> **EXTRAIT DU DOCUMENT**
____________

Cette conférence reprenait, souvent littéralement, des extraits d’articles publiés sur le site d’Acrimed. Elles en sont une sorte de synthèse [2].

Premier partie : Sémantique de la guerre : Guerre des mots, mots de la guerre - Deuxième partie : Rhétorique de la guerre : Discours moral et discours impérial (Acrimed)

À partir de l’exemple français (mais sans doute transposable) et de celui de la guerre d’Afghanistan (mais partiellement généralisable), on se propose d’examiner quelques fragments du discours de la guerre impériale dans les versions qu’en offrent les médias dominants. Le présupposé de ce travail de décryptage est le suivant : en dépit de la diversité des guerres successives (diversité de leurs motifs et de leurs enjeux immédiats), une même guerre multiplie ses théâtres d’intervention au moins depuis la chute du mur de Berlin [3]. On est en droit de penser que des arguments rationnellement consistants pouvaient permettre de soutenir chacune de ces guerres comme juste et nécessaire. Mais cela ne changerait rien à ce qui nous importe : mettre en évidence la teneur idéologique et les effets d’imposition symbolique de la version impériale de ces conflits telle que les médias français l’ont épousée. Ainsi de la guerre d’Afghanistan. Cette guerre a mobilisé, dans ces médias, des ressources sémantiques et rhétoriques qui méritent un examen.

____________

> **EXTRAIT DE DONNÉES**
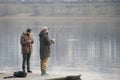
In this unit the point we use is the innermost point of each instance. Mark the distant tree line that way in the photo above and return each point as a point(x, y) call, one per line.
point(60, 1)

____________

> **CONSIGNES**
**A.** Après avoir lu l'extrait sur le discours médiatique de la guerre, répondez aux questions suivantes :
(i) Sur quel site avaient été publiés les articles que la conférence reprenait ?
(ii) Quel est le titre de la deuxième partie ?
(iii) Depuis quel événement, au moins, une même guerre multiplie-t-elle ses théâtres d'intervention selon le présupposé du travail ?
**B.** Donnez la suite de l'extrait sur le discours médiatique de la guerre, à partir de sa dernière phrase.

> **CORRIGÉS**
**A.**
(i) Sur le site d'Acrimed.
(ii) « Rhétorique de la guerre : Discours moral et discours impérial ».
(iii) Depuis la chute du mur de Berlin.

**B.**
Première partie : SÉMANTIQUE DE LA GUERRE : GUERRE DES MOTS, MOTS DE LA GUERRE

De la guerre des mots aux mots de la guerre, de la délimitation lexicale et grammaticale des camps en présence au vocabulaire des champs de bataille, les médias de masse exercent leur office de domination symbolique, indistinctement involontaire et délibéré. Ils prennent position dans un champ de bataille sémantique, avant de se ranger au côté des puissants, dans un champ de bataille ethnocentrique.

I. Le champ de bataille sémantique

Avant même que la guerre d’Afghanistan ne commence, les médias dominants livrent une bataille sémantique qui distribue les camps en présence.

1. La constitution des camps en présence

Le partage entre « amis » et « ennemis » suppose tout d’abord que leurs soient attribués les vocables qui leurs reviennent : les « anti-terroristes » alliés des « américains » se dressent contre les « terroristes », flanqués des « anti-américains ».

- Terrorisme : L’usage à la fois sélectif (puisqu’il ne concerne que les actes de violence atteignant des civils innocents de « nos » seules démocraties) et indéterminé (puisqu’il englobe souvent des actes de guerre visant des responsables politiques et militaires) du terme de "terrorisme" permet toutes les manipulations. C’est un vocable dont l’élasticité est - comme la « justice » qui combat l’ennemi qu’il désigne - « sans limites ».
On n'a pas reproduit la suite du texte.